| PROMPT |
All lines between the start of the listing below and the line containing "[locate] the boulder", inclusive, must be repeated exactly.
*** DATA FOR THIS EXERCISE Section Begins ***
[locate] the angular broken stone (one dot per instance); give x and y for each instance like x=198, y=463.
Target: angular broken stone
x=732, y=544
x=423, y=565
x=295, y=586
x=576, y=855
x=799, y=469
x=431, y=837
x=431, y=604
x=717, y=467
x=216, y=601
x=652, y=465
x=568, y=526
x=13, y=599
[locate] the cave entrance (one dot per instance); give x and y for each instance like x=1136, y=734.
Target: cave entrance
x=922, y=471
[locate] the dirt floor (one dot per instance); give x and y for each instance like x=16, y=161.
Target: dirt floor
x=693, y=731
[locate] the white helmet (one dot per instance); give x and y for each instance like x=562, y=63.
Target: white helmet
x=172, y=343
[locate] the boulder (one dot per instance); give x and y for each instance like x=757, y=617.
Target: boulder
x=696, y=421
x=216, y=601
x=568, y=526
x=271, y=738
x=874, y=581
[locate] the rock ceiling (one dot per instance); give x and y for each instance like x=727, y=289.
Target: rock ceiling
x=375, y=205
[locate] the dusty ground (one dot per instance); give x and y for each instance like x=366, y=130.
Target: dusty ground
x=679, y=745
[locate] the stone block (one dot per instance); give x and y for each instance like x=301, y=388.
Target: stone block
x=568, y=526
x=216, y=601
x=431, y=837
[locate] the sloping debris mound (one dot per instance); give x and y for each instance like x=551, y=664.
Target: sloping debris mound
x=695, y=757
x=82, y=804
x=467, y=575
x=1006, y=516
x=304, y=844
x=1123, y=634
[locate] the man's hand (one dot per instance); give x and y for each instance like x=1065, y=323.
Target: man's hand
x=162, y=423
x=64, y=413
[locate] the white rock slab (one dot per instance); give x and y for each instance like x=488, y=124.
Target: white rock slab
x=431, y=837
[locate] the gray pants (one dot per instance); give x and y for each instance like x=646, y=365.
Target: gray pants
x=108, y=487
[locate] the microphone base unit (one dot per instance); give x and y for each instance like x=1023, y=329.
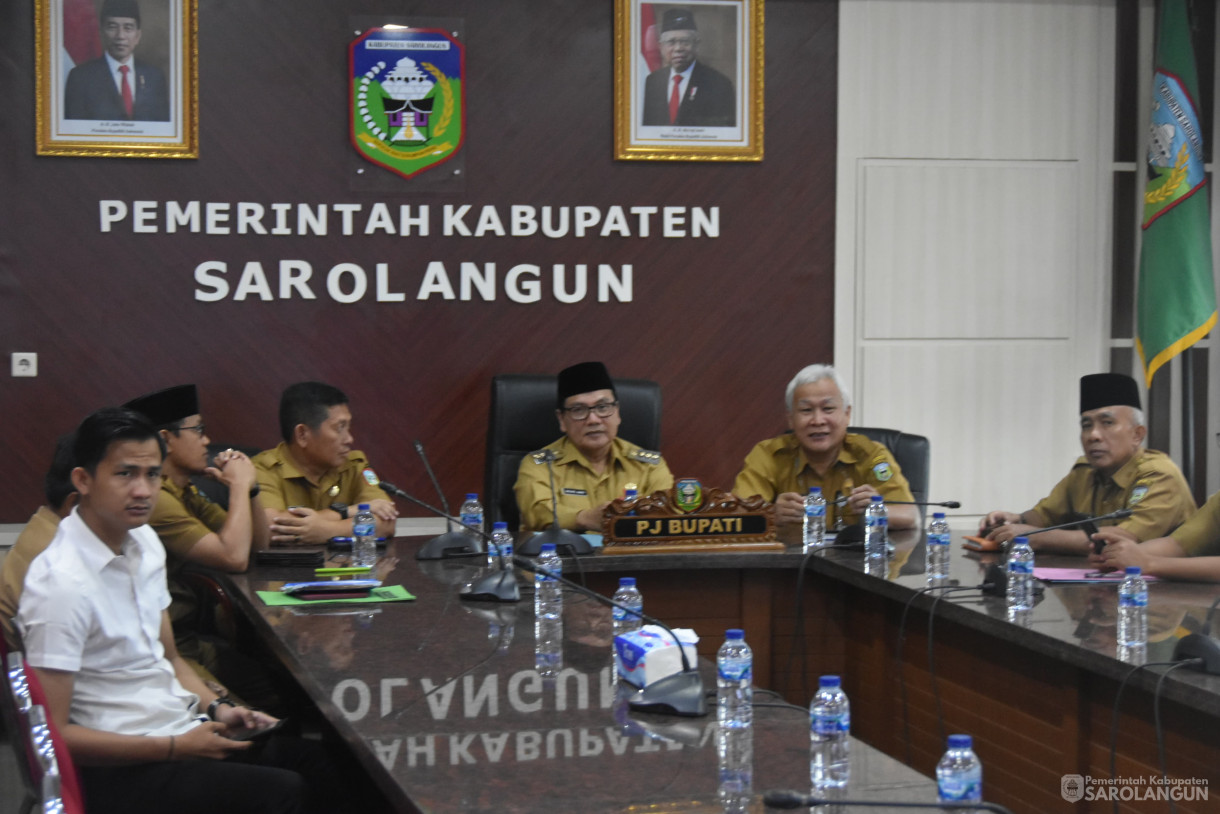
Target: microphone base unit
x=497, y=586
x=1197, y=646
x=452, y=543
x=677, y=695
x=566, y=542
*** DATA FOR THIS EXERCISE Section Ends ***
| SOLUTION TO THIS EXERCISE |
[locate] the angular broken stone (one dot per instance); give x and y for each instance like x=198, y=463.
Target: angular broken stone
x=732, y=544
x=423, y=565
x=295, y=586
x=576, y=855
x=799, y=469
x=431, y=837
x=431, y=604
x=717, y=467
x=216, y=601
x=652, y=465
x=568, y=526
x=13, y=599
[locate] the cave entrance (one dot per instance); give x and y for each instance like x=1136, y=734.
Target: cave entrance
x=922, y=471
[locate] the dirt floor (one dot per instance); give x and y for each instance like x=16, y=161.
Target: dirt floor
x=693, y=731
[locate] the white helmet (one dot per instance); give x and y for each instance like x=562, y=63.
Target: white helmet
x=172, y=343
[locate] the boulder (one dot per instance); give x and y for each instance like x=757, y=617.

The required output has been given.